#### Work item
Read the records and write them out again exactly.

== Data provided

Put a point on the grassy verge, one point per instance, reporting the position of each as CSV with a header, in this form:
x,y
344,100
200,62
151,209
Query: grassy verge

====

#### Response to this exercise
Put a point on the grassy verge, one point per instance, reporting the position of each as CSV with a header, in this form:
x,y
344,100
200,62
151,209
Query: grassy verge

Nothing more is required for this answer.